* ENTRIES SUPPLIED *
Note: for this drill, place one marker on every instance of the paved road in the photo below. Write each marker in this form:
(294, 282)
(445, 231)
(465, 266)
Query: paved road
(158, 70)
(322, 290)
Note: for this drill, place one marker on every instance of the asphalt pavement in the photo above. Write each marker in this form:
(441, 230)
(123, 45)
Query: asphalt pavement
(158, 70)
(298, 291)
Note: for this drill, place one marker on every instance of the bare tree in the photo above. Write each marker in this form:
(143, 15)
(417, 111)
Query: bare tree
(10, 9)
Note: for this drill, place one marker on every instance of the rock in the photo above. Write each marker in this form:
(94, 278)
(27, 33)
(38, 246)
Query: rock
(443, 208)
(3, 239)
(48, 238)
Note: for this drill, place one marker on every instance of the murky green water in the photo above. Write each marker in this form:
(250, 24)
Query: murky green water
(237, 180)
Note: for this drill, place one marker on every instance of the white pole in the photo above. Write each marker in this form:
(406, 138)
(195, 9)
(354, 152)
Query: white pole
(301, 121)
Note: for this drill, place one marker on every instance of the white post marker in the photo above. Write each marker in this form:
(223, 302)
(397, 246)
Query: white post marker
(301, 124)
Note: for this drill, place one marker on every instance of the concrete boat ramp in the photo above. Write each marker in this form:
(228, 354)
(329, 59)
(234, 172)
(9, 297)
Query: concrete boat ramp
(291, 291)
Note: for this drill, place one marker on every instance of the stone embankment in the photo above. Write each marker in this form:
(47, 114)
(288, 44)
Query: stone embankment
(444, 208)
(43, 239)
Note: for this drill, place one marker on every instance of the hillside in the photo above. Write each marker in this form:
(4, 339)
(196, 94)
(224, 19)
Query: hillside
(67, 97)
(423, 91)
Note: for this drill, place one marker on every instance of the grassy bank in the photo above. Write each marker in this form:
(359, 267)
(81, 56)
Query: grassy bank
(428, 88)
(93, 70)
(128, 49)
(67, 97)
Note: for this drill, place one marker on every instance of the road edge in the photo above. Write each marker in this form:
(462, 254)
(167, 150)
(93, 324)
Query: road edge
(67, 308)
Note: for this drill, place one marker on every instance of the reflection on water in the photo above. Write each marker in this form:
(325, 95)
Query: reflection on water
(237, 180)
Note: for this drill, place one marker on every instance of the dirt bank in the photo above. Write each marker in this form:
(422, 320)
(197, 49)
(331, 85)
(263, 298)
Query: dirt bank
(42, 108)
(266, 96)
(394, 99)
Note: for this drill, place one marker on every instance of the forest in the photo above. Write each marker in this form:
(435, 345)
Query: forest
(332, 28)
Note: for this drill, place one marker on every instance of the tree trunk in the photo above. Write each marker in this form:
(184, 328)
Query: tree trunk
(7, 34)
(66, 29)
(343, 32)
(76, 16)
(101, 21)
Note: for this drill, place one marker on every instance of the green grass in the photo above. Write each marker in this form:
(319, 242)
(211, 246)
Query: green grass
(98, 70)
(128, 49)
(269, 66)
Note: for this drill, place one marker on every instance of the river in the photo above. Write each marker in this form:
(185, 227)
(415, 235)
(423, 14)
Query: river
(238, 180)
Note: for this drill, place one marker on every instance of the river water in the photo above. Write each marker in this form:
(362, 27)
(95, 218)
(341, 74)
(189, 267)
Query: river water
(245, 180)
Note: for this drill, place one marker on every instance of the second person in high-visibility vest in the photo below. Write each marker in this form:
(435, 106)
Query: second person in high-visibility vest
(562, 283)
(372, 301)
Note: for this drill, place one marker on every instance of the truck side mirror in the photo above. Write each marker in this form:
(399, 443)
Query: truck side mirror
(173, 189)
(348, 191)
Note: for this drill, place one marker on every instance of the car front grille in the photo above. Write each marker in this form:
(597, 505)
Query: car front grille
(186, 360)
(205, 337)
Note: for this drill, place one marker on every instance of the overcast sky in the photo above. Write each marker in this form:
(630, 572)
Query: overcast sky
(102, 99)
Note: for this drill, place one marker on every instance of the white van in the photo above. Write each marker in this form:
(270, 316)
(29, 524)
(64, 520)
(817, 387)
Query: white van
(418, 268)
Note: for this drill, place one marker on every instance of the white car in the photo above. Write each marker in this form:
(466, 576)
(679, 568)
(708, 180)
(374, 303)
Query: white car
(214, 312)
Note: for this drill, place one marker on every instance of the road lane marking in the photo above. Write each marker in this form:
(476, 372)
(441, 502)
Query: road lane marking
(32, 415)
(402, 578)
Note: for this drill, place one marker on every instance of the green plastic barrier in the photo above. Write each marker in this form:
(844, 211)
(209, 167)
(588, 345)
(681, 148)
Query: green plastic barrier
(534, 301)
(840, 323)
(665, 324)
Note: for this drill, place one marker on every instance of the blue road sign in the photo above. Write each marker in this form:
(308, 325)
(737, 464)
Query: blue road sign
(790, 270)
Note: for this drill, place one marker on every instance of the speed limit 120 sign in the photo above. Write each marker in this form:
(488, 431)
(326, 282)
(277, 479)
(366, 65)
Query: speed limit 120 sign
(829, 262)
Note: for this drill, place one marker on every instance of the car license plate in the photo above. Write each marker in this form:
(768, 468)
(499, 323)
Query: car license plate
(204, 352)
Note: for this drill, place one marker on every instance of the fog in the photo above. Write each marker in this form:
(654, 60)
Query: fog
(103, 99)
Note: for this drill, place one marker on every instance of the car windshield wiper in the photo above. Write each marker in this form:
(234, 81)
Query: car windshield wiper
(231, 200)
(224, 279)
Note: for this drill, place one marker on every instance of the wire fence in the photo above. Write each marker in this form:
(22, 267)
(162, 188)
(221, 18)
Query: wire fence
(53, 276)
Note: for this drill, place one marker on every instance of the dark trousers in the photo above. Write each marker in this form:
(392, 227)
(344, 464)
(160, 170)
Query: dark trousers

* SHORT TASK *
Set down all of the entries exactly, please.

* TASK RESPONSE *
Note: for this drill, place one marker on every instance of the paved road in the photo below. Write each marker in this form:
(294, 282)
(445, 231)
(465, 266)
Query: paved road
(158, 70)
(322, 290)
Note: for this drill, place one marker on every instance of the asphalt pavement in the photo above. Write each marker in this form:
(441, 230)
(123, 45)
Query: asphalt pavement
(158, 70)
(298, 291)
Note: for this drill, place one marker on every instance of the bare tree in the photo above. Write each marker in this form:
(143, 15)
(417, 111)
Query: bare tree
(10, 9)
Note: for this drill, place one marker on every instance of the rock in the photo above. Write each marker in this form:
(94, 278)
(27, 33)
(38, 246)
Query: rock
(443, 208)
(3, 239)
(48, 238)
Note: for this drill, place one marker on every instance of the murky green water in the photo above. Write each marker in this form:
(250, 24)
Query: murky green water
(237, 180)
Note: for this drill, place one marker on every instance of the white pole in the photo above. Write each marker in this form:
(406, 138)
(195, 9)
(354, 152)
Query: white pole
(301, 121)
Note: for this drill, place one marker on every instance of the white post marker in the photo above. Write each marker in this form:
(223, 302)
(397, 246)
Query: white post marker
(301, 124)
Note: for this drill, place one marker on every instance of the concrete boat ramp in the photo above. Write each marker in this form:
(228, 354)
(329, 59)
(234, 172)
(9, 297)
Query: concrete boat ramp
(291, 291)
Note: for this drill, place one marker on every instance of the stone embankment in the photo above. Write each marker in this form:
(47, 114)
(288, 44)
Query: stone embankment
(444, 208)
(43, 239)
Note: for this drill, place one marker on every instance of the hillside in the photo above. Write each marker in this form:
(4, 339)
(196, 94)
(224, 19)
Query: hillside
(67, 97)
(423, 91)
Note: for this drill, place one marker on every instance of the grassy bank in the photo above. Write each marker in this form:
(359, 267)
(81, 56)
Query: grassy bank
(428, 88)
(93, 70)
(128, 49)
(67, 97)
Note: for this drill, place one marker on every instance of the road edge in the photo above. Write each marker in this form:
(462, 254)
(167, 150)
(93, 324)
Query: road edge
(67, 308)
Note: for this drill, place one marker on every instance of the reflection on water in the photo above. Write each marker in this form:
(325, 95)
Query: reflection on water
(237, 180)
Note: for this drill, place one marker on every instance of the dirt bank in the photo above. Write each marker in this form:
(422, 320)
(197, 49)
(331, 85)
(263, 298)
Query: dirt bank
(42, 108)
(266, 96)
(394, 99)
Note: for this drill, place one marker on every instance of the forest in the photo above. Write each marker in this form:
(435, 345)
Query: forest
(332, 28)
Note: for this drill, place one marker on every instance of the tree trunk in the photo above. Write each marker in this form:
(184, 328)
Query: tree trunk
(7, 34)
(66, 29)
(343, 32)
(76, 16)
(101, 21)
Note: for this drill, place one marker on every instance of the green grass in the photo above. Write each marker in this form:
(319, 242)
(211, 246)
Query: green grass
(98, 70)
(128, 49)
(269, 66)
Note: for this drill, place one marker on every instance of the river in the photo above. Write each marker in this form:
(185, 227)
(415, 235)
(423, 14)
Query: river
(238, 180)
Note: for this drill, place one marker on every instance of the river water in the photo above. Write each marker in this form:
(362, 27)
(95, 218)
(341, 74)
(189, 267)
Query: river water
(245, 180)
Note: for this drill, place one marker on every instance of the second person in high-visibility vest in the photo below. Write each marker in this form:
(435, 106)
Query: second person in high-visibility vest
(562, 283)
(372, 301)
Note: for this drill, place one marker on every instance of the truck side mirror in the photo above. Write each marker in this form:
(399, 443)
Query: truck side mirror
(173, 189)
(348, 191)
Note: for this drill, place one marker on every instance of the car front grille in the photo above. Write each marker in this form:
(597, 505)
Query: car front grille
(186, 360)
(205, 337)
Note: for this drill, place one marker on every instance of the overcast sky in the photo above. Write each marker in this form:
(630, 572)
Query: overcast sky
(102, 99)
Note: for this drill, place one marker on every instance of the white van in the photo above. Write each marker in this form:
(270, 316)
(29, 524)
(64, 520)
(817, 387)
Query: white van
(418, 268)
Note: for this drill, place one marker on every instance of the white car in the photo above. Write each marker in this form:
(466, 576)
(679, 568)
(708, 180)
(374, 303)
Query: white car
(214, 312)
Note: for this drill, place one marker on every instance of the road lane marking in the photo above. Write each marker in this form:
(476, 372)
(441, 502)
Query: road lane marking
(32, 415)
(402, 578)
Note: for this drill, place one marker on every instance of the green plastic barrier in the photo above. Write each marker in this form:
(844, 211)
(209, 167)
(588, 345)
(681, 148)
Query: green plastic barrier
(534, 301)
(840, 323)
(665, 324)
Note: for this drill, place one marker on every instance of the blue road sign in the photo above. Write each marker in this form:
(308, 325)
(737, 464)
Query: blue road sign
(790, 270)
Note: for this drill, place one marker on every instance of the speed limit 120 sign in the photo above. Write each marker in this form:
(488, 431)
(326, 282)
(277, 479)
(366, 65)
Query: speed limit 120 sign
(829, 262)
Note: for this drill, place one marker on every instance of the car license plate in the photo above. Write each marker in this form:
(768, 468)
(499, 323)
Query: car license plate
(204, 352)
Note: for this drill, place one marker on every instance of the fog in the photo above. Write each marker in this form:
(654, 60)
Query: fog
(103, 99)
Note: for this drill, place one marker on every instance of the car windshield wiper in the photo above. Write each marker in this form:
(234, 81)
Query: car windshield wiper
(231, 200)
(224, 279)
Note: for this drill, place one marker on every instance of the wire fence in the photo above. Write each marker in this form:
(22, 267)
(162, 188)
(221, 18)
Query: wire fence
(53, 276)
Note: for this drill, place one marker on every instance of the dark trousers in the photo above. Write each marker in this form:
(392, 227)
(344, 464)
(160, 170)
Query: dark trousers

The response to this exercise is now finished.